Write out the Coast Guard thread below from "But the problems" up to and including "called for, however.", changing every "vessels" to "cutters".

Text under study:

◇ ◇ ◇

Baynes is mindful of what probably would have happened to the migrants if his cutter hadn't been patrolling the area. He's also mindful of the new stakes after 9/11. After 20 years in the service, he's used to the "do more with less" approach.

But the problems have become "a constant drain on us," he says. "It's going to get to where one day, I'm just going to have to call my commanders and say, 'I can't sail.'"

*"Dire situation," 1A

Alan D. Hyde
07-06-2005, 12:42 PM
Disgraceful.

But, I'm not sure the answer is building new vessels (probably at BIW, Olympia's thinking... :D ).

A substantial re-conditioning and refitting of the existing vessels certainly appears to be called for, however.

BTW, I can't imagine why we'd EVER send anyone who's escaped back to Cuba.

That's even MORE disgraceful.

Alan

Gary E
07-06-2005, 01:05 PM
Maybe the Coasties should capture and use the next '53 Chevy truck they see floating towards Key West instead of sinking it

ahp
07-06-2005, 01:58 PM
A 37.5 year old steel ship has no business on the ocean. So what is new? That the USCG gets what is left over is not new. What is new is their increased responsibilities. They were always stretched thin. Now it seems they are at the snapping point. Sad.

◇ ◇ ◇

Extracted information:
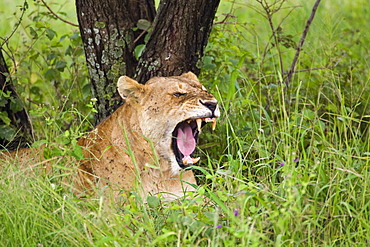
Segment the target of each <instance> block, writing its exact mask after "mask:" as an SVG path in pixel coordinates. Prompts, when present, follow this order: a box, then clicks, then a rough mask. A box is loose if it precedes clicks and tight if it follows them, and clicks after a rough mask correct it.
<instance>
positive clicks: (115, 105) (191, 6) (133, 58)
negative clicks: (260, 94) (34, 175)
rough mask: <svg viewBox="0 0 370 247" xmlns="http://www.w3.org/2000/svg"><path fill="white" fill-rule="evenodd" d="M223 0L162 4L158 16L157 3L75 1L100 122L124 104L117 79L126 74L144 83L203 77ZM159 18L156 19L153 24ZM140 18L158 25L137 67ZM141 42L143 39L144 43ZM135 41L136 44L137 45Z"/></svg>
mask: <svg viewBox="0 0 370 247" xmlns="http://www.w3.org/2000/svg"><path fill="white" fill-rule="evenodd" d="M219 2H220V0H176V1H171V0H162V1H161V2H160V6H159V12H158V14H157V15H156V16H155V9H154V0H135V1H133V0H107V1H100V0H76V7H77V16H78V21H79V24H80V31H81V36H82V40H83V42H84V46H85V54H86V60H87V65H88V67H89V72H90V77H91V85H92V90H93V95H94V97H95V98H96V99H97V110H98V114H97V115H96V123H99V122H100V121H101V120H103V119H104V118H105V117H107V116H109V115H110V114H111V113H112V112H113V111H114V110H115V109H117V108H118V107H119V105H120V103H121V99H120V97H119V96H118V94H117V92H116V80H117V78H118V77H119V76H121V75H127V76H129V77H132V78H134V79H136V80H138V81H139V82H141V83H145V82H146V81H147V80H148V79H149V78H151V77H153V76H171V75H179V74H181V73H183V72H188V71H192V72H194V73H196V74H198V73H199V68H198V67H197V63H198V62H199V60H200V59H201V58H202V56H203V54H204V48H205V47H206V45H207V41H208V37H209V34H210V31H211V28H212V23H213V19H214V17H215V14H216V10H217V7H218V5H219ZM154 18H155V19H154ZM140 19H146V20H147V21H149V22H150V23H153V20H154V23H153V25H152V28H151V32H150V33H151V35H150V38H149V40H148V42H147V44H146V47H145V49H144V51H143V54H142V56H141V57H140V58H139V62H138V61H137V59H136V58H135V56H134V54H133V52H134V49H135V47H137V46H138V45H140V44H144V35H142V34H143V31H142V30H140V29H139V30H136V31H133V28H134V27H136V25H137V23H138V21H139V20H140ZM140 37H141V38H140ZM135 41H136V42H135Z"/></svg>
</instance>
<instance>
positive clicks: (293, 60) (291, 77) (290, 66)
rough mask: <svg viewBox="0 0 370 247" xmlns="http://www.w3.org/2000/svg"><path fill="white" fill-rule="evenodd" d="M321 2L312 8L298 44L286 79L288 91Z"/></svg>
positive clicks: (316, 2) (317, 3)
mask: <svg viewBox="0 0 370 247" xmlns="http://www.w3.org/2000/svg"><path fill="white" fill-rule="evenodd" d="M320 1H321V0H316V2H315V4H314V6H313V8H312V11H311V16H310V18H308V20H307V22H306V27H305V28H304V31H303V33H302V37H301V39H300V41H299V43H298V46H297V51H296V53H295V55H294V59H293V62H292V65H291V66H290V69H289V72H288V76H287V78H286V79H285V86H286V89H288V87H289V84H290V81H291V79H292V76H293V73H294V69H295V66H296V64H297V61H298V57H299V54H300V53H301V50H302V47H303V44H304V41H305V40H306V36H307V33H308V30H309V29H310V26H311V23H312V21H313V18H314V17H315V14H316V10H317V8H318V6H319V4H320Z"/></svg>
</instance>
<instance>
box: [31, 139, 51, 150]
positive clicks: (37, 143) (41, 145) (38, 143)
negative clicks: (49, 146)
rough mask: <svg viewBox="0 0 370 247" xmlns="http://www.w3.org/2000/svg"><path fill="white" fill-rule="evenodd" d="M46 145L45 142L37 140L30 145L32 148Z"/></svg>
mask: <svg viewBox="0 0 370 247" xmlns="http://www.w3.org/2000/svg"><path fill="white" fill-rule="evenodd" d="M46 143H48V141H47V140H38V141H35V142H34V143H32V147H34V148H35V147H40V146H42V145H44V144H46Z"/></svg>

◇ ◇ ◇

Worked solution:
But the problems have become "a constant drain on us," he says. "It's going to get to where one day, I'm just going to have to call my commanders and say, 'I can't sail.'"

*"Dire situation," 1A

Alan D. Hyde
07-06-2005, 12:42 PM
Disgraceful.

But, I'm not sure the answer is building new cutters (probably at BIW, Olympia's thinking... :D ).

A substantial re-conditioning and refitting of the existing cutters certainly appears to be called for, however.